Top of RECORDS PROVIDED
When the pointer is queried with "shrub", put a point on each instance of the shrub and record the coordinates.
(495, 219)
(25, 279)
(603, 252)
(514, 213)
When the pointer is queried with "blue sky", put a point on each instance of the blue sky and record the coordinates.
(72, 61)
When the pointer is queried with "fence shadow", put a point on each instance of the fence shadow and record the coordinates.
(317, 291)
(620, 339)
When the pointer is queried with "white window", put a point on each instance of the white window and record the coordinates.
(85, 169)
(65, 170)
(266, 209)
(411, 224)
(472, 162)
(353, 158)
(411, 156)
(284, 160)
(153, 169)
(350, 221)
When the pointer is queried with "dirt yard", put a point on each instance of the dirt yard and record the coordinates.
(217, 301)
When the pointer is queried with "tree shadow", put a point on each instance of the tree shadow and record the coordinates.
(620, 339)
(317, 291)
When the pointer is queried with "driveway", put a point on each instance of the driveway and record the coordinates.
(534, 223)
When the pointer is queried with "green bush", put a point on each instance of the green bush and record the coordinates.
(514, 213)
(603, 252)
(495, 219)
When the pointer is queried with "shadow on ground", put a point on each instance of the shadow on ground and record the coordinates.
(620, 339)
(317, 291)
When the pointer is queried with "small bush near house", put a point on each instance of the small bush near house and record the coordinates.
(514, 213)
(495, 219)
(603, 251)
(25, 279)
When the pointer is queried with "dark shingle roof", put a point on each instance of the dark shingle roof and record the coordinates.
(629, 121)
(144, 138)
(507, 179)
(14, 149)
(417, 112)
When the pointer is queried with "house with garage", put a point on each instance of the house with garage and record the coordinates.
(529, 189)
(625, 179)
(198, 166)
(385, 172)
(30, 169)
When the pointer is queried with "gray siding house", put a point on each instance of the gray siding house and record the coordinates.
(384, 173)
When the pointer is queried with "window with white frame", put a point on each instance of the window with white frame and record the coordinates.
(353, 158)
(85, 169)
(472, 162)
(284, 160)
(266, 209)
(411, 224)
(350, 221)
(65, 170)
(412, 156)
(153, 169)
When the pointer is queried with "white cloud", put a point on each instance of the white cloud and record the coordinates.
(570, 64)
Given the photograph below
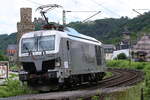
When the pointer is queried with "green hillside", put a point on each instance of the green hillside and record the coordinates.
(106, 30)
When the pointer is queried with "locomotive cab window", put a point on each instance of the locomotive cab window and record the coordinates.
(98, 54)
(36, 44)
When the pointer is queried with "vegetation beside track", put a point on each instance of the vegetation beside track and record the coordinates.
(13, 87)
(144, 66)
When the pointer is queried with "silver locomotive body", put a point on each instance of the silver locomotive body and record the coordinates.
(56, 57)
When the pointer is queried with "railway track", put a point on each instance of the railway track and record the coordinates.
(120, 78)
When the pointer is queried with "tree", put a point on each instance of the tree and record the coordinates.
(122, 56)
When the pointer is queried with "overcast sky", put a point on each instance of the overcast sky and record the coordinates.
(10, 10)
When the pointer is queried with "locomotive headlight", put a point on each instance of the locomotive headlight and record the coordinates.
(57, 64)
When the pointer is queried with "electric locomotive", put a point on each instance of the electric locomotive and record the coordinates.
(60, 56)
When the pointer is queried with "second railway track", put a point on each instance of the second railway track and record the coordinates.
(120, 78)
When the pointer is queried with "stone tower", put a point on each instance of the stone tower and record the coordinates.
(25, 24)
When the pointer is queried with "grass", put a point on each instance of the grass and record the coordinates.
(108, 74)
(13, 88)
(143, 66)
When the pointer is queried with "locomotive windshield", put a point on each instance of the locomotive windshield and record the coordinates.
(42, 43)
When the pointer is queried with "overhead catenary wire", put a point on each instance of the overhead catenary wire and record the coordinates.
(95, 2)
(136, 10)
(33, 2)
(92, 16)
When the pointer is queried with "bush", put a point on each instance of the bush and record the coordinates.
Bottom of RECORDS PROVIDED
Top of RECORDS PROVIDED
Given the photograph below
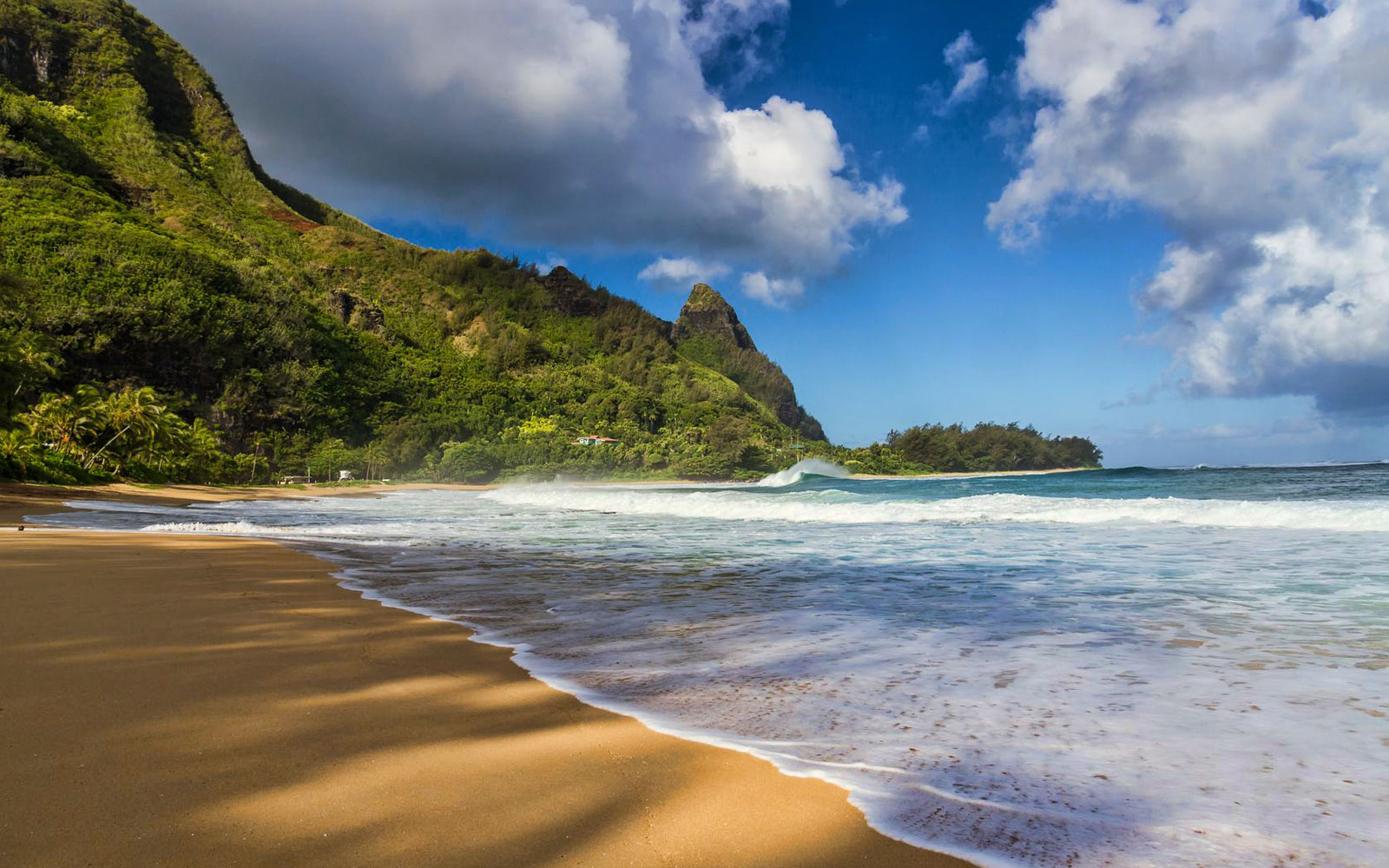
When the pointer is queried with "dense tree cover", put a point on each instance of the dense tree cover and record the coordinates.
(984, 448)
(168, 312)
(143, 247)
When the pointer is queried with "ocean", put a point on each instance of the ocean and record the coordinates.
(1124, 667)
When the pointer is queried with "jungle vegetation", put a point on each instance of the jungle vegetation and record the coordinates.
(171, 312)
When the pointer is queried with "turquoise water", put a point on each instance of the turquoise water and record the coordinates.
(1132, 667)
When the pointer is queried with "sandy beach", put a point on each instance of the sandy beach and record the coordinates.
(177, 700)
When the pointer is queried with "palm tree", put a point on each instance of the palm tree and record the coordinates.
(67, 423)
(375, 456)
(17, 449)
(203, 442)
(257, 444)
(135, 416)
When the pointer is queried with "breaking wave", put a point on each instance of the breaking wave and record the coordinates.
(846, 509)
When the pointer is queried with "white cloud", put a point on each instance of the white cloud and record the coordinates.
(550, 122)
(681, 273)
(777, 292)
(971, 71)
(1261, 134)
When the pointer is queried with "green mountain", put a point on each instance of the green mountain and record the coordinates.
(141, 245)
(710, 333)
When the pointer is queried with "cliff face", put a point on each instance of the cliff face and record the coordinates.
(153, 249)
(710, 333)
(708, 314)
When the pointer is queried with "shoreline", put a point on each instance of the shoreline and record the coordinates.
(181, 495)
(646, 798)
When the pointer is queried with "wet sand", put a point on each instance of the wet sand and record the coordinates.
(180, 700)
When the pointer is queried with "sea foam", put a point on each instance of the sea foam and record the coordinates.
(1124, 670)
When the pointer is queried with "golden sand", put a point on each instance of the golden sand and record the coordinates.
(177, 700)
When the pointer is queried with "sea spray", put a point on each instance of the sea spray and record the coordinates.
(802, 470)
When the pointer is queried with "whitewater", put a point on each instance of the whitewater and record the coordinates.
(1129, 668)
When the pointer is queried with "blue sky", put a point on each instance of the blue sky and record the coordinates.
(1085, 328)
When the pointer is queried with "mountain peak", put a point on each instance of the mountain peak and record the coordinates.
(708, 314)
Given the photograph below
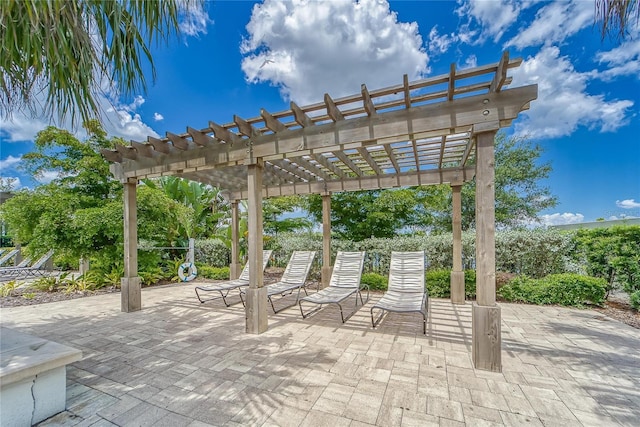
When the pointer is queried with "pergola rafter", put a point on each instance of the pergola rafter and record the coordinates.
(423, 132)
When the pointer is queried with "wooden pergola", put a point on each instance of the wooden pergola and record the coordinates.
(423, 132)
Bottom of RECORDS PROVIDED
Top of RECORDS PROVIDED
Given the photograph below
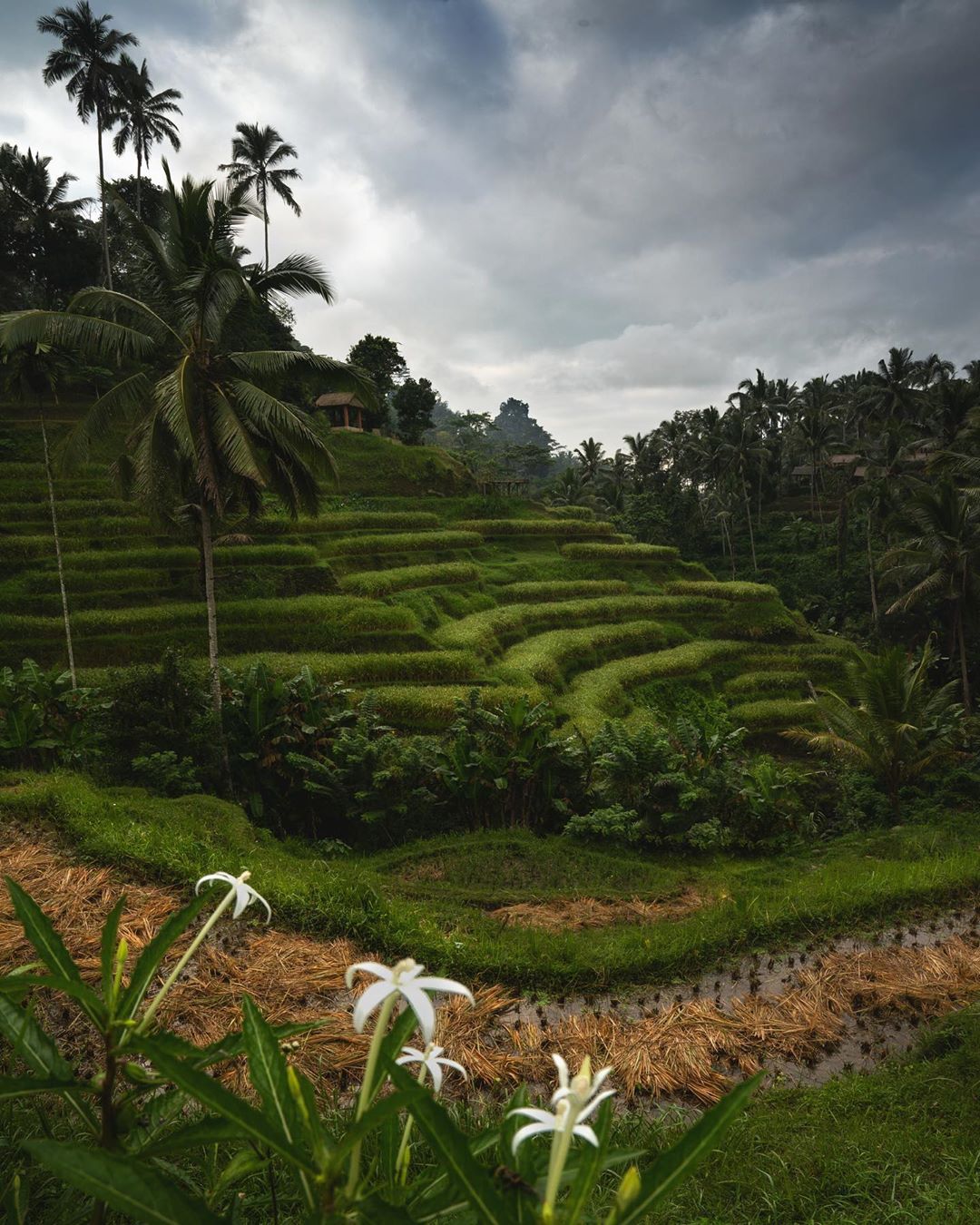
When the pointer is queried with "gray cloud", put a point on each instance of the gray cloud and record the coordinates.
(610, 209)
Bottom of RECORDS PROVIDED
AIM OF THE EXERCISE
Restate word for word the lines of the data above, starting at the line containing "wire and record the coordinates." and ending at the line containing "the bush and record the coordinates.", both included, and nothing more.

RESULT
When the pointer is queried with "overhead catenary wire", put a point on each instance of the overhead catenary wire and record the coordinates.
(95, 2)
(136, 10)
(33, 2)
(92, 16)
When the pointer is queried with "bush", put a point on each instance of the bush and record the coordinates.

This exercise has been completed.